*Text passage:*
# # # # # # #

Here are some photos that J took during her visit - some rare ones of us at the market doing our usual market thing amidst older french women in fancy sunglasses.  They love their fancy sunglasses here.
Piles and piles of different types of salad.  I'm waiting to pay for radishes and red oak leaf lettuce.  We're at the daily market of Blvd. Strasbourg.  



Hands down, the coolest carousel we've seen so far.  Rather than garish horses and carriages on the typical merry-go-rounds, this one had different versions of old flying machines, boats, a giant bucking ant, rhinos and a crocodile.  After one turn, I saw a little boy go up to the old man who ran the thing and the old man pulled out a little candy from his pocket for the boy.  Love, love, love that.  

Tuesday, March 31, 2009

My blog has come to haunt me

When I created this blog I had all the best intentions in the world to post often and to post things of quality, but over the last few months it's become somewhat annoying.  Annoying because it's become a bit of an obligation.  The resulting entries are, watered-down, rushed and uninspired.   I just read a couple of my recent entries and can't believe the amount of clipped sentences and sentiments.  I mean why go through the motions of posting something if it comes from nowhere intended for nowhere.

# # # # # # #

*Data section:*
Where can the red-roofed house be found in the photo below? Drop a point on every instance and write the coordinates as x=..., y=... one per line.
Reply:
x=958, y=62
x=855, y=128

# # # # # # #

*Given exercise 1:*
How would you render this sentence from the blog post in French: "I'm waiting to pay for radishes and red oak leaf lettuce."
*Given exercise 2:*
Can you transcribe the blog post word for word, between "Piles and piles" and "of Blvd. Strasbourg.", inclusive?

*Complete output 1:*
J'attends de payer des radis et de la laitue feuille de chêne rouge.

*Complete output 2:*
Piles and piles of different types of salad.  I'm waiting to pay for radishes and red oak leaf lettuce.  We're at the daily market of Blvd. Strasbourg.